— START Text to read —

Q=A\B --- Matlab vs Octave handling of near-singular matrices

Dear all,

I frequently need to solve
Q=A\B

where RCOND is really really bad (see example)

typical matrices:
A.mat (437 Bytes)
B.mat (235 Bytes)

Matlab result for Q=A\B:
13
-0,00339999999999897
1,89583333333254e-07
6,80920474620880e-49
-4,52149219027753e-52
1,13879271303334e-55
-1,28389900313649e-59
5,45139902882326e-64
“Matrix is close to singular or badly scaled. Results may be inaccurate. RCOND = 8.275234e-067.”

GNU Octave result for Q=A\B:
2.7663e-104
-7.441e-55
3.6253e-59
1.16e-55
1.7042e-52
-8.341e-56
1.3639e-59
-7.4494e-64
“matrix singular to machine precision, rcond = 8.27523e-67”

The Matlab solution is correct, and the GNU Octave solution is totally wrong.
Any ideas?

Many thanks,
Ken

My system

  • OS: Windows 10 PRO (version 1909)
  • Octave version: Version 6.2.0
  • Installation method: Downloaded and installed “octave-6.2.0-w64-installer.exe” from Download

I can confirm your results with Octave 6.3.0 on Windows 10.
If the backslash (\) operator in Octave is implemented similarly to the one in Matlab, it should have used a LU-decomposition for your input (see the flow chart in their documentation).
However, if I try to solve the LSE manually using a LU-decomposition, the solution is quite different (and closer to what Matlab returns):

load A
load B
[L, U, P] = lu (A);
Y = L \ (P*B);
QQ = U \ Y;
A*QQ - B

The last command returns the following for me:

>> A*QQ - B
ans =

            0
   2.0504e-15
  -1.9016e-18
   5.8842e-14
  -7.1665e-14
   1.5700e-13
   3.5298e-14
  -3.1693e-15

That is much closer to zero as using the Q returned directly by the \ operator.

Could that be a bug in the implementation of mldivide in Octave?

It is, and a pretty old one at that:
https://savannah.gnu.org/bugs/?48564

I don’t think that is the same bug…

Is the behavior you are seeing this difference between Octave and Matlab?

https://wiki.octave.org/Differences_between_Octave_and_Matlab#Solvers_for_singular.2C_under-_and_over-determined_matrices

I’m not sure if this is just a case where Octave returns a different solution from Matlab.
In this case, Octave’s solution seems to be completely off. The returned value doesn’t seem to be a solution at all:

>> load A

>> load B

>> Q=A\B;
warning: matrix singular to machine precision, rcond = 8.27523e-67

>> A*Q-B

ans =

  -1.3000e+01
   6.8000e-03
  -4.5500e-06
   3.2614e-04
  -3.0760e-04
  -5.2615e-03
   1.8686e-02
  -1.7742e-02

>>

The errors in the solution using a LU-decomposition are several orders of magnitudes smaller. (See the other comment above.)

— END Text to read —
— START Dataset extract —

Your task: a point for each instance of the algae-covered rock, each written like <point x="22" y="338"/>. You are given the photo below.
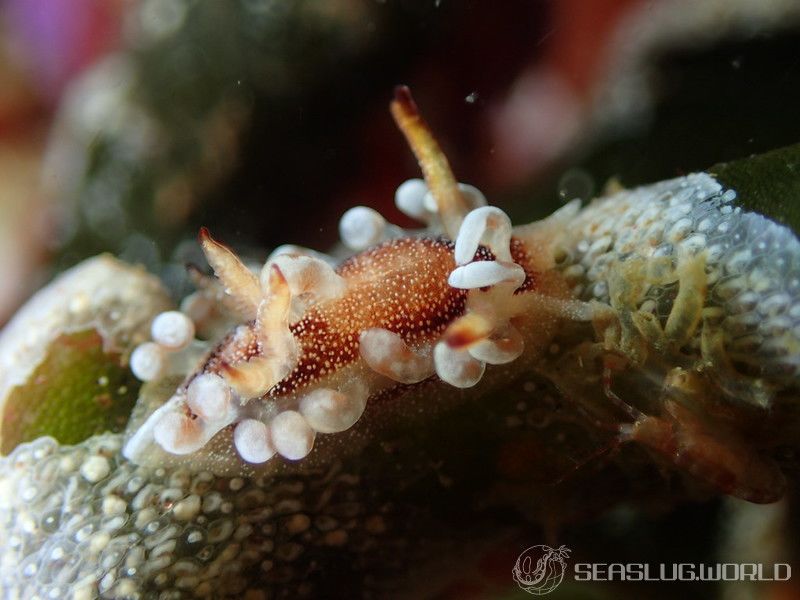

— END Dataset extract —

:: Given instruction ::
Write what comes next in the forum thread on how Octave and Matlab solve near-singular systems with the backslash operator, picking up after its final sentence.

:: Result ::
Edit: FWIW, I see the same result with OpenBLAS and reference BLAS.

If you use the reference BLAS, do you see the same error?

Could this be a bug in LAPACK?

Octave begins by calling Matrix::solve. That function calls Matrix::fsolve for the given A matrix and it calls DGETRF and then DGECON in the block of code beginning here:

http://hg.savannah.gnu.org/hgweb/octave/file/b24567df50ab/liboctave/array/dMatrix.cc#l1481

DGECON returns with info != 0 so Matrix::solve then calls Matrix::lssolve, which calls DGELSD:

http://hg.savannah.gnu.org/hgweb/octave/file/b24567df50ab/liboctave/array/dMatrix.cc#l1911

I believe this code path works for other matrices. Is it not correct, at least for the intended purpose of finding a minimum norm solution?

FWIW, their documentation: LAPACK: dgelsd (netlib.org)

DGELSD computes the minimum-norm solution to a real linear least
squares problem:
minimize 2-norm(| b - A*x |)
using the singular value decomposition (SVD) of A. A is an M-by-N
matrix which may be rank-deficient.

The solution we get clearly doesn’t satisfy this.
I’m not an expert at all in that field. But it looks like the algorithm didn’t converge.

The smallest singular value of A is much smaller than the other ones:

>> s=svd(A,0)
s =

   7.5743e+65
   4.1206e+60
   3.8731e+55
   3.9451e+50
   6.6539e+49
   3.2132e+45
   1.1259e+43
   2.5598e-08

Does that mean anything?
I’m reading:

[in] RCOND
RCOND is DOUBLE PRECISION
RCOND is used to determine the effective rank of A.
Singular values S(i) <= RCOND*S(1) are treated as zero.
If RCOND < 0, machine precision is used instead.

IIUC, we are setting rcond to -1.0.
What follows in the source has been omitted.